Jak chcę coś od siebie ugotować, to muszę uzgadniać, wymieniać składniki, sposób przyrządzenia - to już wolę gotować to co znają i lubią. Nawet jak to sałata z ziemniakami jest. Ale mięsa nie jedzą (tzn. dziadek nie je, a nie będę przecież dwóch obiadów gotowała), babcia nie lubi dodatkowo wielu warzyw i wszystko musi być maksymalnie miękkie. Dużego pola do popisu nie ma:)
19 września 2014 23:05 / 1 osobie podoba się ten post
Nie jest tak źle - tak szczególnie "żarta" to nie jestem, to i na sałacie i ziemniakach przeżyję, a figura zyska:)

• **POLECENIA**
• A. Powtórz proszę dosłownie fragment tekstu o gotowaniu, wszystko od „Jak chcę coś” w dół aż do „popisu nie ma:)”.
• B. Streść tekst o gotowaniu w dwóch zdaniach.

• **PODANY MATERIAŁ**
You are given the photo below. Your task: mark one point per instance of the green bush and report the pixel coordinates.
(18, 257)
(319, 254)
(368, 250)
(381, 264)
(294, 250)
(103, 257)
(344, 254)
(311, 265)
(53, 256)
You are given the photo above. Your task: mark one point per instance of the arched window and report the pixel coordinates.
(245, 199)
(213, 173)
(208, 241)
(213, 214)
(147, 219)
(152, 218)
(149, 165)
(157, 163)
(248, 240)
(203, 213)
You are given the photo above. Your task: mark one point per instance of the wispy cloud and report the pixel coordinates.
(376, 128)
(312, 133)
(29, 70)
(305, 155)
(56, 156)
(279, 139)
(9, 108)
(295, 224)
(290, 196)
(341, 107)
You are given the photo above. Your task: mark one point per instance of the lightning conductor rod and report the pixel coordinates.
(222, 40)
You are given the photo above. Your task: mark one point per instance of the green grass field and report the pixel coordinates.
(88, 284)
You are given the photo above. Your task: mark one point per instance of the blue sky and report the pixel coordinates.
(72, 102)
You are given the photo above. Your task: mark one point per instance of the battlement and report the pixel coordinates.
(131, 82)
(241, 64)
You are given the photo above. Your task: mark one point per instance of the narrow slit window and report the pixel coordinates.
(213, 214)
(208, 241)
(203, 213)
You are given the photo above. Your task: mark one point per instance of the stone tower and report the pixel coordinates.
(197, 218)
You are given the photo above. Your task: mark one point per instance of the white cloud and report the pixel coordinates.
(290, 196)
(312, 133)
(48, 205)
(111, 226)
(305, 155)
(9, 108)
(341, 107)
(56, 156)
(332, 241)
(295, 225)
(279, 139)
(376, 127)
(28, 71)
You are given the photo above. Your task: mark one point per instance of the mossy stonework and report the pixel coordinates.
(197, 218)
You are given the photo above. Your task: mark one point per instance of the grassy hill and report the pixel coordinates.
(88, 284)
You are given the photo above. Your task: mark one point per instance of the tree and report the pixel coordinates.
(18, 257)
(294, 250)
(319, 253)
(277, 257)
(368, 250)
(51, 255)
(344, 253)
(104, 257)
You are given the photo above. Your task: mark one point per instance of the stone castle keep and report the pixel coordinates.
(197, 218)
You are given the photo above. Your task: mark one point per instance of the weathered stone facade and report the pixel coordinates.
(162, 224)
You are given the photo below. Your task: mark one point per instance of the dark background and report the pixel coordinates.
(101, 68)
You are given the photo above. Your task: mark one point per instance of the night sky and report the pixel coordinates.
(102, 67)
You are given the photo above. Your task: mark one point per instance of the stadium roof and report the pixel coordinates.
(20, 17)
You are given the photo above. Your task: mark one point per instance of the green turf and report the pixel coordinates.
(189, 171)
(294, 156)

• **TWOJE ODPOWIEDZI**
• A.
Jak chcę coś od siebie ugotować, to muszę uzgadniać, wymieniać składniki, sposób przyrządzenia - to już wolę gotować to co znają i lubią. Nawet jak to sałata z ziemniakami jest. Ale mięsa nie jedzą (tzn. dziadek nie je, a nie będę przecież dwóch obiadów gotowała), babcia nie lubi dodatkowo wielu warzyw i wszystko musi być maksymalnie miękkie. Dużego pola do popisu nie ma:)

• B. Autorka woli gotować to, co dziadkowie znają i lubią, bo przygotowanie czegoś własnego wymaga uzgadniania składników i sposobu przyrządzenia. Dziadek nie je mięsa, babcia nie lubi wielu warzyw, a wszystko musi być bardzo miękkie, ale autorka uważa, że przeżyje na sałacie i ziemniakach, a jej figura na tym zyska.